■ Activity
How many lines in this material include the string "background"? Answer with the number and nothing further.
-----
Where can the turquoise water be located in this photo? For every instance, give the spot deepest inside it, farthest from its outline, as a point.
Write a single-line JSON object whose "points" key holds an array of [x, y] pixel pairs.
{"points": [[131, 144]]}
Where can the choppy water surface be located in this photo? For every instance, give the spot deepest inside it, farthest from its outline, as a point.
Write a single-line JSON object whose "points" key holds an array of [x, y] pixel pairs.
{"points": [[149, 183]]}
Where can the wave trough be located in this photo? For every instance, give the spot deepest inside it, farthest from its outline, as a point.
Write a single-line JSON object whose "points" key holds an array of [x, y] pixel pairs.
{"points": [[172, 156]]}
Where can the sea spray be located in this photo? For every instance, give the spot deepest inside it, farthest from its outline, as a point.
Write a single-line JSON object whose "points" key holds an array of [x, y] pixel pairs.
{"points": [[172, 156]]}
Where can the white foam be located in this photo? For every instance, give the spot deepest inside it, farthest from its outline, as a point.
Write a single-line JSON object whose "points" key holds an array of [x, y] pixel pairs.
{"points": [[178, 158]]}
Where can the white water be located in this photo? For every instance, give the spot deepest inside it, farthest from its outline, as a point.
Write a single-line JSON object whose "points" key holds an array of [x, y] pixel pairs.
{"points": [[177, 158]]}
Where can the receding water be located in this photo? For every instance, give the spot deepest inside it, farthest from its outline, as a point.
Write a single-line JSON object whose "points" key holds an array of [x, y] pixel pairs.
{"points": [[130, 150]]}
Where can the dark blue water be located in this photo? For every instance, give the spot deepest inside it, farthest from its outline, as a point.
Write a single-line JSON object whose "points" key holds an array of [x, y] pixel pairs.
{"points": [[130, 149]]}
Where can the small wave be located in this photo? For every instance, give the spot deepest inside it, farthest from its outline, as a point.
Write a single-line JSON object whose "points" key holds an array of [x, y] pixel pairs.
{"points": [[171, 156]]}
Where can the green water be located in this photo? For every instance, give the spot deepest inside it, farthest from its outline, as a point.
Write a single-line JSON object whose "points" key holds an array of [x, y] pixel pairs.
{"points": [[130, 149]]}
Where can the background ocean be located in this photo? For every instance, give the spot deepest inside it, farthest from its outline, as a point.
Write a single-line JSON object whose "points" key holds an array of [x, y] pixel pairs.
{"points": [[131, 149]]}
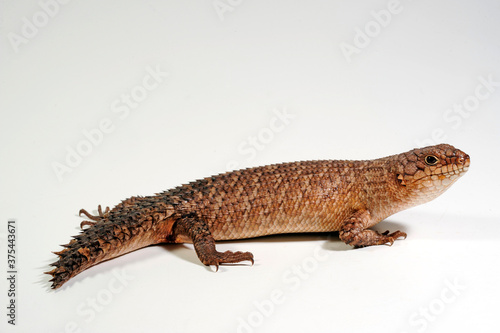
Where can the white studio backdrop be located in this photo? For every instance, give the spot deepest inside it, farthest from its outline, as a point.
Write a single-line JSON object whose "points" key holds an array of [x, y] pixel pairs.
{"points": [[103, 100]]}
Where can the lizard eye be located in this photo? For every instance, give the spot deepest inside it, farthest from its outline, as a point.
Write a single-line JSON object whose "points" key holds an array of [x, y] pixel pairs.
{"points": [[431, 160]]}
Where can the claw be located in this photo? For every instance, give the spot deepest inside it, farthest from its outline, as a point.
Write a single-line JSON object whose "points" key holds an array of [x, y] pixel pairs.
{"points": [[84, 223]]}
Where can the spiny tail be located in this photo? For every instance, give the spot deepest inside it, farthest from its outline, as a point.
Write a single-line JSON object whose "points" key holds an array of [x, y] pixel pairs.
{"points": [[123, 230]]}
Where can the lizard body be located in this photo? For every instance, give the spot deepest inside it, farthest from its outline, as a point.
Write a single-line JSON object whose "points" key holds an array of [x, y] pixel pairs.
{"points": [[311, 196]]}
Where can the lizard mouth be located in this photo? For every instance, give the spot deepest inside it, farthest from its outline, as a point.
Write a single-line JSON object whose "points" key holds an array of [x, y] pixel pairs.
{"points": [[448, 175]]}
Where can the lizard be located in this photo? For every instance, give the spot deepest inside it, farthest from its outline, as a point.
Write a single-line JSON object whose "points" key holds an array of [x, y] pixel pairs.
{"points": [[344, 196]]}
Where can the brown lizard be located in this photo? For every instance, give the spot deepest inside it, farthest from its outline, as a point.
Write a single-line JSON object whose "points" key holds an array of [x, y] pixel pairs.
{"points": [[311, 196]]}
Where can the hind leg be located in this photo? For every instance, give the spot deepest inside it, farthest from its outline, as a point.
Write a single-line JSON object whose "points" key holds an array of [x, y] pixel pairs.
{"points": [[204, 244]]}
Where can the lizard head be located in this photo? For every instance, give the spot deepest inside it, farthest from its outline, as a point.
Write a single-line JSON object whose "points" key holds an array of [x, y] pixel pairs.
{"points": [[428, 172]]}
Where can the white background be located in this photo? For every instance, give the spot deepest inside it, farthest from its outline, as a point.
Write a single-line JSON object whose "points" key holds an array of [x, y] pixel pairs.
{"points": [[358, 81]]}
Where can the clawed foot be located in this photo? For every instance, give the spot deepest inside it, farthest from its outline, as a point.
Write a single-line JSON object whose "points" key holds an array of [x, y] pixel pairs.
{"points": [[227, 257], [94, 218], [390, 238]]}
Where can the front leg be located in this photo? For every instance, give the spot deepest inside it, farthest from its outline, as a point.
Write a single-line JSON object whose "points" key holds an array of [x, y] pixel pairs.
{"points": [[198, 232], [354, 232]]}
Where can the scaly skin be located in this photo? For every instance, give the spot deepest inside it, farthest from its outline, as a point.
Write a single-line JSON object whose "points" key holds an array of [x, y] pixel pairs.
{"points": [[313, 196]]}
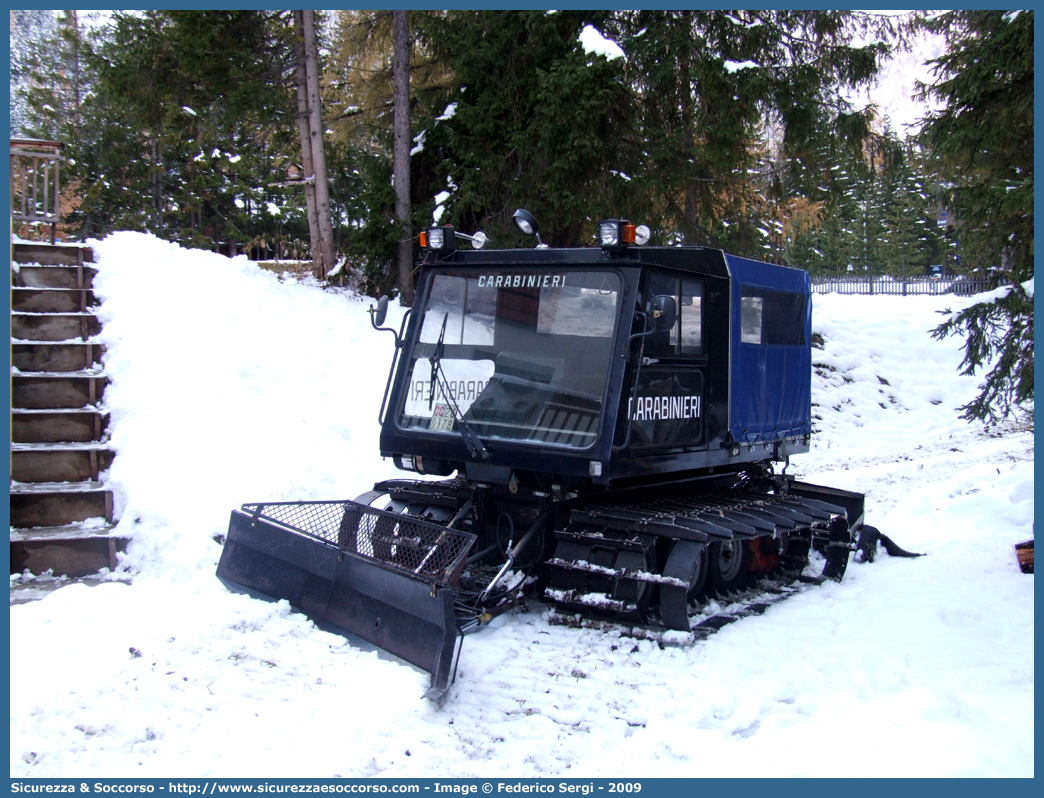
-----
■ Completed task
2